§ **WHAT YOU NEED TO DO**: Give back exactly the lines of the data below, starting with the line that has "Target: the green rugby jersey" and going on through the line that has "Target: the silver trophy".

Stored data:
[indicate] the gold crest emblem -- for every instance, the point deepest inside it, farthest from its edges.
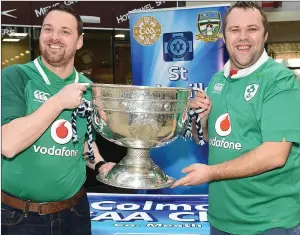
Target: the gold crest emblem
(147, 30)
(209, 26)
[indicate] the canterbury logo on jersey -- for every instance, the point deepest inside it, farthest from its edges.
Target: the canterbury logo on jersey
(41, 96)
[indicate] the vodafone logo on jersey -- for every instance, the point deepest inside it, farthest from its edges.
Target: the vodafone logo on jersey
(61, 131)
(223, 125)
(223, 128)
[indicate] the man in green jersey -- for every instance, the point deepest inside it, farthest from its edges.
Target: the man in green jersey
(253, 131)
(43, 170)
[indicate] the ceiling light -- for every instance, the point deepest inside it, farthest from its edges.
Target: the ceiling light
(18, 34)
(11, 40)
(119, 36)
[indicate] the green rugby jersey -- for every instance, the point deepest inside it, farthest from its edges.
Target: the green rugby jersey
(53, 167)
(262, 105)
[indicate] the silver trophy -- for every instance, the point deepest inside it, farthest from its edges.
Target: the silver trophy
...
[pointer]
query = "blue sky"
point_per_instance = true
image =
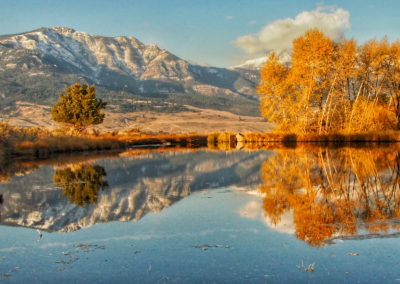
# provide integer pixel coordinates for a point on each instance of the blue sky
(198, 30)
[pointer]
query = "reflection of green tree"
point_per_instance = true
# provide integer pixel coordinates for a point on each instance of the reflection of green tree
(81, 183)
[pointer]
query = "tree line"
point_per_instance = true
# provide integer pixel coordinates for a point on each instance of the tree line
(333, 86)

§ **RESULT FOR THIS TASK**:
Target: the green rugby jersey
(53, 167)
(262, 105)
[indicate] the silver trophy -- for every instance, the point deepest inside it, farthest from its edges.
Target: the silver trophy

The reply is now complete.